#### [Excerpt to read]
Geno Stone (born April 19, 1999) is an American football safety for the Baltimore Ravens of the National Football League (NFL). He played college football at Iowa, and was drafted by the Ravens in the seventh round of the 2020 NFL Draft. Stone also played for the Houston Texans in 2020.

Early life and high school
Stone grew up in New Castle, Pennsylvania and attended New Castle Junior/Senior High School, where he played wide receiver, quarterback, and defensive back on the football team and was also a member of the basketball and track & field teams. He was named first-team All-State as a senior after recording 97 tackles with 13 tackles for loss, three sacks, and 10 interceptions. A 2-star recruit, Stone initially committed to play college football at Kent State over offers from Ball State, Buffalo, Delaware, and Miami (OH), among others, but he flipped his commitment to Iowa after receiving a late offer from the school.

#### [Supplied information]
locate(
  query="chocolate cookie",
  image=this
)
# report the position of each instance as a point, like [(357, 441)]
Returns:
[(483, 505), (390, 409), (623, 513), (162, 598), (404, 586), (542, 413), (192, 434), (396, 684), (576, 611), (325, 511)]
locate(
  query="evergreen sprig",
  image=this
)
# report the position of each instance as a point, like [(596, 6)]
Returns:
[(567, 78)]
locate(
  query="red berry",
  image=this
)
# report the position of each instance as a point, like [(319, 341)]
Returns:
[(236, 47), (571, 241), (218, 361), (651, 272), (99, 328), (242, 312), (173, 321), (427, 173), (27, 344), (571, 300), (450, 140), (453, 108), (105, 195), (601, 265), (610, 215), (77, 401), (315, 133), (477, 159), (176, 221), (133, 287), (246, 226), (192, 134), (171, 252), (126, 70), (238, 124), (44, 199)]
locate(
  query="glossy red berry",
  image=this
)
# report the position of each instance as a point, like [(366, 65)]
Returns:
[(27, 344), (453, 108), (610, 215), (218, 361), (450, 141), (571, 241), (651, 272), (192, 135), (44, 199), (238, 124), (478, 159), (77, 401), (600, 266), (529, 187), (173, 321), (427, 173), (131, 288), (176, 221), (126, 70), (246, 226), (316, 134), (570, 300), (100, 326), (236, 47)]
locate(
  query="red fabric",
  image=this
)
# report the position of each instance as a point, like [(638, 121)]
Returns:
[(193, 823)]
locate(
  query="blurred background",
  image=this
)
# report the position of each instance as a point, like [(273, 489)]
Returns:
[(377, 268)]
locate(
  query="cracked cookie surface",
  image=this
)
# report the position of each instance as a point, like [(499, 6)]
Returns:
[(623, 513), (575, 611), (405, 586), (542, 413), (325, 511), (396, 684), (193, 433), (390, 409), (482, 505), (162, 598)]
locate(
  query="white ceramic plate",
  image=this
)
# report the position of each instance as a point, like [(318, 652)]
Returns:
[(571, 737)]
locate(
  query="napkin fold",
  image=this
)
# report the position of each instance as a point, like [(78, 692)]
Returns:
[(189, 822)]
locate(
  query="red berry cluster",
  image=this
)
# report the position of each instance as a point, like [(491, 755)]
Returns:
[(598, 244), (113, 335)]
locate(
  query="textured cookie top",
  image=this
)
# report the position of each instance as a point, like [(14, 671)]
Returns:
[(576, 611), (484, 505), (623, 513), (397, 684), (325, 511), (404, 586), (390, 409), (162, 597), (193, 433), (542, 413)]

--

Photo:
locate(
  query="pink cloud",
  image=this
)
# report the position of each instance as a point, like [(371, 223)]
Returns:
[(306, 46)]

#### [Exercise]
Translate this sentence from the Geno Stone biography into Spanish: "Stone also played for the Houston Texans in 2020."

#### [Solved problem]
Stone también jugó para los Houston Texans en 2020.